- _Material provided_:
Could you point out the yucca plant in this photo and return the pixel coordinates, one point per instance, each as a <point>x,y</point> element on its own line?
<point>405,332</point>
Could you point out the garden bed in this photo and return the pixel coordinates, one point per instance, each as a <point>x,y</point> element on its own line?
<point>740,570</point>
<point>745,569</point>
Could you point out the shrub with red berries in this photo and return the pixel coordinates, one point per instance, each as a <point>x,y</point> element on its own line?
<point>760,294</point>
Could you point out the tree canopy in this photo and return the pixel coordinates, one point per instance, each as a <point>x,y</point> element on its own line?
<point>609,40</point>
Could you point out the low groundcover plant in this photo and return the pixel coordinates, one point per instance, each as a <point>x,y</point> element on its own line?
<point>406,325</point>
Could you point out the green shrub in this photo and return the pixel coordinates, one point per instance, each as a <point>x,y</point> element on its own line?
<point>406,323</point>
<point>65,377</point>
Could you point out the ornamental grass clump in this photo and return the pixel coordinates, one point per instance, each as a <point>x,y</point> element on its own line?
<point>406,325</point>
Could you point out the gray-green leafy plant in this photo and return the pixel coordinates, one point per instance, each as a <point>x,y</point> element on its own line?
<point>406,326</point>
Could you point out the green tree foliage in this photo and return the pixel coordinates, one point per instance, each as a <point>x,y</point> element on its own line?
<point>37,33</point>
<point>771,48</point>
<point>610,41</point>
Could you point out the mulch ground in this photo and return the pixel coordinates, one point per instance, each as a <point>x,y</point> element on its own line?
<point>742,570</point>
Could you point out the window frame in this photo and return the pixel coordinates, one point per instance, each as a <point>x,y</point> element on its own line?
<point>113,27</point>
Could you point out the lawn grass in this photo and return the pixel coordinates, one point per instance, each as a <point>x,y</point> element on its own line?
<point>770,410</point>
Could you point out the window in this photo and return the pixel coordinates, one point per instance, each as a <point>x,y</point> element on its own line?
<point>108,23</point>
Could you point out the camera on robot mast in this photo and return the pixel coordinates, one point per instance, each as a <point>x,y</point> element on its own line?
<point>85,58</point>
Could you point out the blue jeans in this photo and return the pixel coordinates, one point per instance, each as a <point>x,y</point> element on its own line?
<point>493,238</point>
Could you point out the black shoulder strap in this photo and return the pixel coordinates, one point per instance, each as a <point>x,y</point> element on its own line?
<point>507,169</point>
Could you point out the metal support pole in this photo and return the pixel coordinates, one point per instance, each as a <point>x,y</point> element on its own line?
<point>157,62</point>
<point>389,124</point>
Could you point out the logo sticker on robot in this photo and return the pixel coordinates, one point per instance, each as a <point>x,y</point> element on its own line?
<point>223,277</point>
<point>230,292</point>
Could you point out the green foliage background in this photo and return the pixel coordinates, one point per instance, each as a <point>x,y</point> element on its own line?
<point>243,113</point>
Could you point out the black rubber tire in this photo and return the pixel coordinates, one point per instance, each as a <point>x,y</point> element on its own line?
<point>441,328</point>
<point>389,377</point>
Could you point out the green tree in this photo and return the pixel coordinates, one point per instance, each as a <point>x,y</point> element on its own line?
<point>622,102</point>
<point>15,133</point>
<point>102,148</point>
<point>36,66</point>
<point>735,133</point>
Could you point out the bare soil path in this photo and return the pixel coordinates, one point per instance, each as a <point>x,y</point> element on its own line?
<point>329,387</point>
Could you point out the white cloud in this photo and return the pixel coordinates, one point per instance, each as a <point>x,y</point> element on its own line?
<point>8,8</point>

- _Given task_: Copy out every line from the one containing "Could you point out the window in" to the end of the material, both ends included.

- _Task response_:
Could you point out the window in this photo and return the pixel coordinates, one point per instance, each as a <point>x,y</point> element on its own line?
<point>108,23</point>
Could you point out the camera on robot mast in this photo and return the pixel coordinates, one point per instance, each as a <point>x,y</point> element on its own line?
<point>85,58</point>
Could you point out the blue jeans in this photo and return the pixel coordinates, one point per instance, each as a <point>x,y</point> element on its own line?
<point>493,238</point>
Could you point out the black shoulder strap in this photo and return the pixel coordinates, one point per instance, each as a <point>x,y</point> element on its own line?
<point>507,169</point>
Could you point out the metal support pole in this photo and return the pixel coordinates, one point per instance, each as a <point>x,y</point> element on its own line?
<point>157,62</point>
<point>389,124</point>
Could you point out the logo sticker on robot in this photo and return the pixel coordinates, one point per instance, each as a <point>x,y</point> element on its own line?
<point>223,277</point>
<point>230,292</point>
Could you point out the green foliage background in this photo and return the pixel coordinates, one point per instance, each as a <point>x,y</point> element on its own line?
<point>243,113</point>
Could you point out the black rubber tire in this photo and return the pixel coordinates, one point per instance, each as a <point>x,y</point> element on its own line?
<point>441,328</point>
<point>389,377</point>
Could you point out the green tree in this photo and return the pixel coordinates, one point per instance, each as a <point>x,y</point> element on its own line?
<point>622,102</point>
<point>15,133</point>
<point>102,148</point>
<point>36,66</point>
<point>735,133</point>
Could you point out the bare soil path in this photo and return the pixel coordinates, one point per instance, each as a <point>x,y</point> element on its own line?
<point>329,387</point>
Could you point out the white cloud in this photo and return the pixel coordinates, one point per instance, each as a <point>x,y</point> element on its own line?
<point>8,8</point>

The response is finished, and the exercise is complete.